- [What to work on]:
Go through the following data and transcribe exactly the stretch of lines from the one holding "If you could pin the baby's bare" to the one holding "If you could pin the reflection", both included.

----- Information given

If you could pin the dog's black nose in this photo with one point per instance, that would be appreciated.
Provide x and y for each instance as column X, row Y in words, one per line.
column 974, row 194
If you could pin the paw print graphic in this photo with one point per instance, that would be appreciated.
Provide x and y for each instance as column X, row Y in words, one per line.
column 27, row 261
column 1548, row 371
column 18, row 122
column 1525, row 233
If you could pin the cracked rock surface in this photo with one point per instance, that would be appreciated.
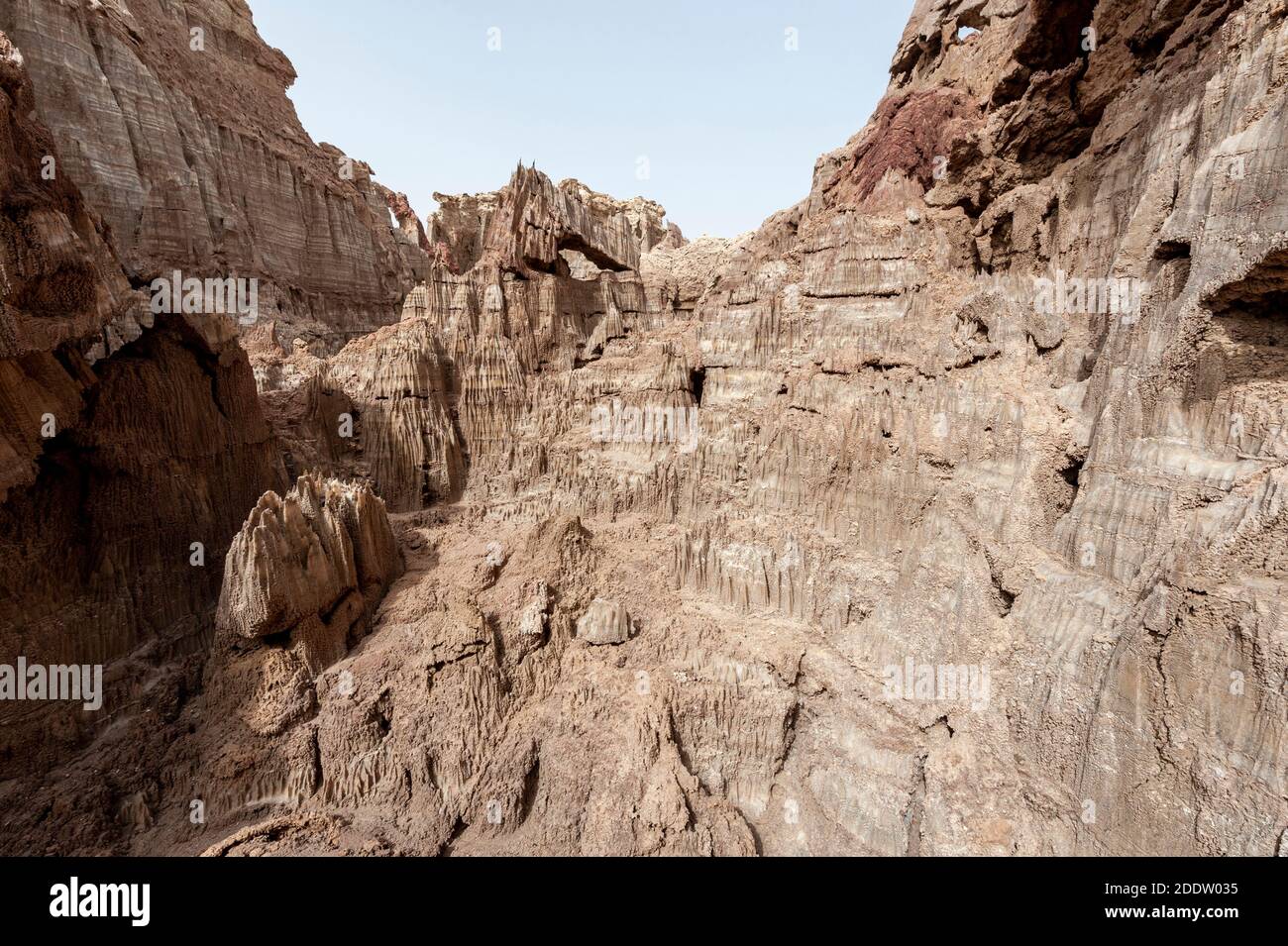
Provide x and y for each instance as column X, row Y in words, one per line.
column 831, row 538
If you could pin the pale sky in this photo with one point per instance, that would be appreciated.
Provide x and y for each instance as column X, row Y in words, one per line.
column 703, row 97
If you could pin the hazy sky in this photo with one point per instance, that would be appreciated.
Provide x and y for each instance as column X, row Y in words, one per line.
column 700, row 95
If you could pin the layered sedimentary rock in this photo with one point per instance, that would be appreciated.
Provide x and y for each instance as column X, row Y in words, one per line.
column 130, row 447
column 940, row 515
column 172, row 119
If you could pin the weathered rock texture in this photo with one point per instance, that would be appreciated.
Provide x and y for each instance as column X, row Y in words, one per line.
column 825, row 540
column 124, row 441
column 172, row 120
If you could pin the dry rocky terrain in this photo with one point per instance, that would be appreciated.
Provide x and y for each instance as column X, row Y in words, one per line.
column 540, row 529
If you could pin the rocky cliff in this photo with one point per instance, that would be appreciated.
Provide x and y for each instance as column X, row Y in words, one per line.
column 939, row 515
column 172, row 120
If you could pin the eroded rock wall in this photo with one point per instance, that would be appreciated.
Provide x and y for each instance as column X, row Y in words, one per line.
column 172, row 120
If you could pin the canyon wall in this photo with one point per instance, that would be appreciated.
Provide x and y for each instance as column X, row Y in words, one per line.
column 172, row 119
column 939, row 515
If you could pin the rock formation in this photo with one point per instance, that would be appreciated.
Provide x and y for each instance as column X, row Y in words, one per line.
column 943, row 514
column 172, row 120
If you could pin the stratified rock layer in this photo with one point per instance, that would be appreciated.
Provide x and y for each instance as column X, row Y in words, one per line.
column 174, row 121
column 875, row 550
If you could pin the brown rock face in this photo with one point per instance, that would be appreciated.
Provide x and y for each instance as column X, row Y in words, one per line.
column 129, row 451
column 196, row 161
column 944, row 514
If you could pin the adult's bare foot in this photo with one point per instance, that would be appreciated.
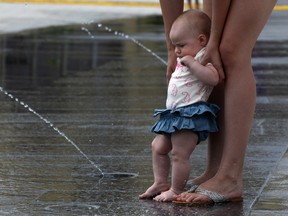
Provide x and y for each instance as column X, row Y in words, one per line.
column 230, row 190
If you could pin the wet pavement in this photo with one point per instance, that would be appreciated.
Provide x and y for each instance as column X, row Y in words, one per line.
column 77, row 102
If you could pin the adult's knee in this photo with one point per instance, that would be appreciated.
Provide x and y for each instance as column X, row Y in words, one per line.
column 228, row 52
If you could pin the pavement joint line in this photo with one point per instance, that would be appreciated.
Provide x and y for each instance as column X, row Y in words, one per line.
column 109, row 3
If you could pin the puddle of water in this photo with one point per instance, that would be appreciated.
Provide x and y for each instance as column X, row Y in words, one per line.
column 100, row 87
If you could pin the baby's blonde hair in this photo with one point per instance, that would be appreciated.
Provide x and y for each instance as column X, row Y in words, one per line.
column 196, row 21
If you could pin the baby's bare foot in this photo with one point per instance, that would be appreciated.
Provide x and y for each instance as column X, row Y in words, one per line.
column 153, row 191
column 166, row 196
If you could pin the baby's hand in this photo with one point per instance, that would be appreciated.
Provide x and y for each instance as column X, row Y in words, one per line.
column 187, row 60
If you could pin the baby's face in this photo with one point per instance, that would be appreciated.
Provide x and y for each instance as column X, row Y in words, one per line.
column 185, row 43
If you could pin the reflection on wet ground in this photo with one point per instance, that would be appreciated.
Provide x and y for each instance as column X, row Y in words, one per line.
column 100, row 89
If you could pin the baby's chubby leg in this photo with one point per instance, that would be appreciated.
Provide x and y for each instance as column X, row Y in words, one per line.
column 161, row 146
column 183, row 144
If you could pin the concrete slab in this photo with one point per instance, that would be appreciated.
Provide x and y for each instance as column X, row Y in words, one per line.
column 96, row 86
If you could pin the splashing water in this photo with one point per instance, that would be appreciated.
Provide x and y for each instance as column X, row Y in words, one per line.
column 50, row 124
column 106, row 28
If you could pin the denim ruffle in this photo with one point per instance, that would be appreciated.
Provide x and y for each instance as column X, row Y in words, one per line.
column 199, row 117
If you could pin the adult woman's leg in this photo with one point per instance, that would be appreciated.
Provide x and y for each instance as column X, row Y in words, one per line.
column 240, row 93
column 216, row 140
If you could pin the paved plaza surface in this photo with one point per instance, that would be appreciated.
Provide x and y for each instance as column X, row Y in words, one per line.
column 77, row 92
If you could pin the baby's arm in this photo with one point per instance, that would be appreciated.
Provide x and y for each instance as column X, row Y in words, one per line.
column 207, row 74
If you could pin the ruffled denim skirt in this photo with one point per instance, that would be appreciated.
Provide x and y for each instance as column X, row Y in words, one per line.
column 199, row 117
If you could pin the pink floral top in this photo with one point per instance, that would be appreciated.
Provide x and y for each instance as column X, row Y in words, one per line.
column 184, row 88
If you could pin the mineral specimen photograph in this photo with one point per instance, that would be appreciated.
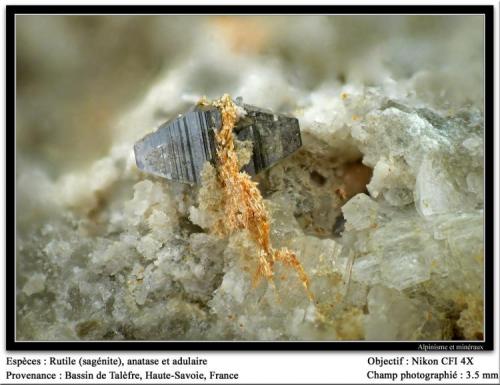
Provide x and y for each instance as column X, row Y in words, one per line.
column 249, row 177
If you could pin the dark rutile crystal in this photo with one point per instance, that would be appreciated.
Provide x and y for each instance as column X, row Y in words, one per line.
column 180, row 147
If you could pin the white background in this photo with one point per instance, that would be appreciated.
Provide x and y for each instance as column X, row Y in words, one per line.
column 269, row 367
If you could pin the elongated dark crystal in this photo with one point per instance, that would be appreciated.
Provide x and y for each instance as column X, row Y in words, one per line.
column 180, row 147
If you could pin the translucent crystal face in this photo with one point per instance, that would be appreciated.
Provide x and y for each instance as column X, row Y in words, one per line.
column 180, row 147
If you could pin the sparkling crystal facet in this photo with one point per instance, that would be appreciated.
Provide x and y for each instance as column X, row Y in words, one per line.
column 180, row 147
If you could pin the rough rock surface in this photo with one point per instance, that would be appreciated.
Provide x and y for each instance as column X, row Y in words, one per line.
column 107, row 252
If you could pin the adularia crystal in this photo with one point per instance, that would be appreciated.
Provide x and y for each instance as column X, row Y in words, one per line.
column 180, row 147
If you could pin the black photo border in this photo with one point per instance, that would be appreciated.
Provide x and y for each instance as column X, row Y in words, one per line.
column 441, row 346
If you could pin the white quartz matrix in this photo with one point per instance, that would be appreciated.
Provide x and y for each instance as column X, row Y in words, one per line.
column 106, row 252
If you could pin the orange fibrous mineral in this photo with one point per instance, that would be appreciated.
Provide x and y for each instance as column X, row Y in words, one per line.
column 243, row 204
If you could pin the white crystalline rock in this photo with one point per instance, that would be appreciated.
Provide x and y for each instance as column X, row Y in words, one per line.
column 360, row 212
column 434, row 192
column 394, row 317
column 128, row 256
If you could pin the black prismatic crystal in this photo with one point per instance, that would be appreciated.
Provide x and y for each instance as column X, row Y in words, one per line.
column 180, row 147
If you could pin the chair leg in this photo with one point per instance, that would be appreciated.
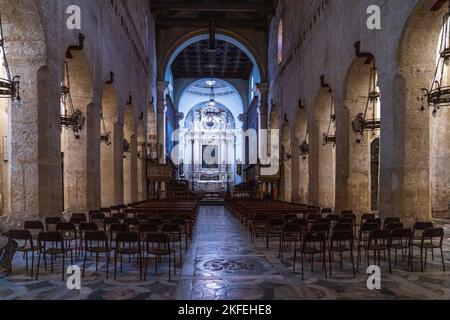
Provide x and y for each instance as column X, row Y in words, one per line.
column 84, row 265
column 421, row 259
column 63, row 265
column 37, row 268
column 115, row 266
column 389, row 257
column 32, row 263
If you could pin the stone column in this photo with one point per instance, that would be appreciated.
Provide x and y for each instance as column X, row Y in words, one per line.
column 162, row 87
column 263, row 108
column 118, row 163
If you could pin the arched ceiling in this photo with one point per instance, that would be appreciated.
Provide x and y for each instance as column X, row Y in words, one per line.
column 228, row 61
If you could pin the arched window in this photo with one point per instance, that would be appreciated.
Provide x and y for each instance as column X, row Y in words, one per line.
column 280, row 42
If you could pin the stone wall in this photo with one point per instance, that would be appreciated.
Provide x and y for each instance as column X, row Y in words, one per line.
column 37, row 40
column 320, row 41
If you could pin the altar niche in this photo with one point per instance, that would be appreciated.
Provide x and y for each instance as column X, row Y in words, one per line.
column 209, row 148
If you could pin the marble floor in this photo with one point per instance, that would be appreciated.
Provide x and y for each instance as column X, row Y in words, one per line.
column 223, row 264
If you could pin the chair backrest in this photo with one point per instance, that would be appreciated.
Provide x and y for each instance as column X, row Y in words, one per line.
column 323, row 221
column 97, row 216
column 78, row 215
column 157, row 238
column 142, row 217
column 275, row 222
column 399, row 234
column 333, row 217
column 118, row 227
column 20, row 235
column 88, row 226
column 96, row 236
column 108, row 221
column 155, row 221
column 342, row 236
column 389, row 220
column 313, row 216
column 369, row 227
column 367, row 216
column 52, row 221
column 343, row 227
column 380, row 234
column 34, row 225
column 131, row 221
column 293, row 228
column 314, row 237
column 422, row 225
column 51, row 237
column 170, row 227
column 148, row 228
column 120, row 216
column 394, row 226
column 127, row 237
column 320, row 228
column 301, row 222
column 433, row 233
column 66, row 226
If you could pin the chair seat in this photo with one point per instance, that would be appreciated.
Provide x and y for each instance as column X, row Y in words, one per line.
column 128, row 251
column 98, row 250
column 310, row 251
column 427, row 246
column 56, row 251
column 341, row 248
column 160, row 252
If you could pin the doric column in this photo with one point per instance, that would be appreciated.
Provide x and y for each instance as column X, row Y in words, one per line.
column 163, row 88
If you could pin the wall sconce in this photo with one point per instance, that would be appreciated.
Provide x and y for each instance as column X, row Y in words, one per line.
column 72, row 118
column 9, row 87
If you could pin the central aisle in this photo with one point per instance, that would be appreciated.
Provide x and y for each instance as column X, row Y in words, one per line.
column 222, row 263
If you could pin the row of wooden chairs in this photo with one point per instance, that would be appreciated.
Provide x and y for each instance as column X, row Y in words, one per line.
column 66, row 233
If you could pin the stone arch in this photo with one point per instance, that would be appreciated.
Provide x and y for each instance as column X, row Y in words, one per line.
column 425, row 143
column 109, row 120
column 26, row 51
column 222, row 34
column 141, row 159
column 129, row 155
column 358, row 184
column 301, row 135
column 322, row 157
column 74, row 147
column 286, row 163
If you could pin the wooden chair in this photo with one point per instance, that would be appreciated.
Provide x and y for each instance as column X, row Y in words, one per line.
column 96, row 242
column 313, row 244
column 127, row 244
column 341, row 242
column 25, row 243
column 158, row 245
column 399, row 240
column 52, row 243
column 428, row 242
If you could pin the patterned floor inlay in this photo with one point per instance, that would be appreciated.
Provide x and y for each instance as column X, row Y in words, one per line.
column 223, row 264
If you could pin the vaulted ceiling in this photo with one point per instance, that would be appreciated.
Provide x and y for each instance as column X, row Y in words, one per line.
column 227, row 61
column 254, row 14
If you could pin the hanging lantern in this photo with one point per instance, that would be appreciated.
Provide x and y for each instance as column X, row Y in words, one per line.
column 105, row 137
column 9, row 87
column 71, row 118
column 370, row 119
column 439, row 94
column 304, row 147
column 330, row 136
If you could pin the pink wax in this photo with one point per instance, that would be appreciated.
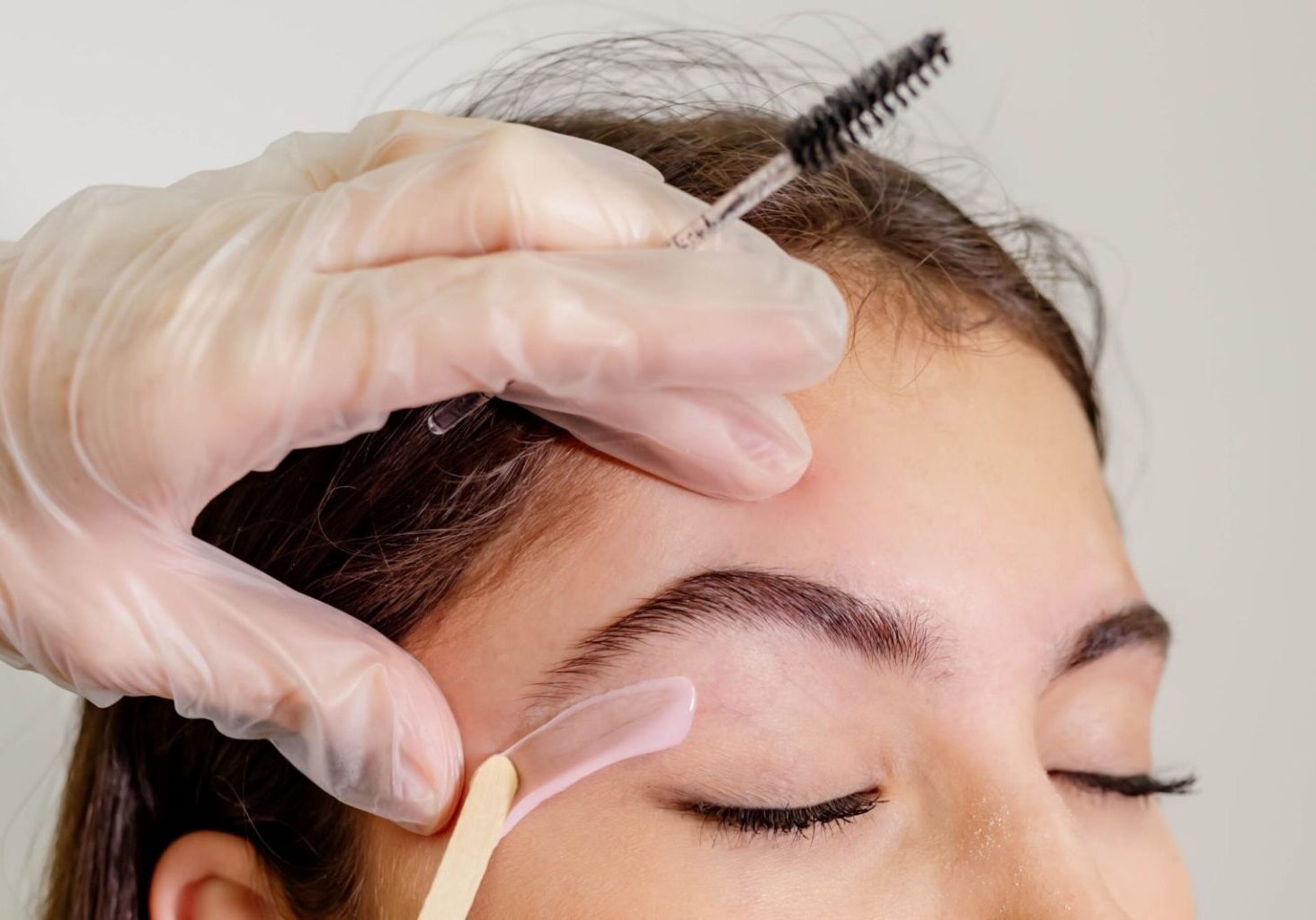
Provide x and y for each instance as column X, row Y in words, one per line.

----------

- [Answer space]:
If you could pin the baby's bare foot in this photo with one point per instance, that would be appreciated.
Provide x and y for each instance as column X, row Y in words, one per line.
column 153, row 191
column 166, row 196
If you could pin the baby's hand in this photo with one point per instance, that would be appreciated.
Provide x and y for each instance as column X, row Y in words, one per line.
column 187, row 60
If you could pin the baby's face in this photo with one point per instance, that would be appreciated.
Provide x and y for each instance as column X, row Y in words, one per line.
column 185, row 43
If you could pin the reflection on wet ground in this photo with one point per instance, that would be appreciated.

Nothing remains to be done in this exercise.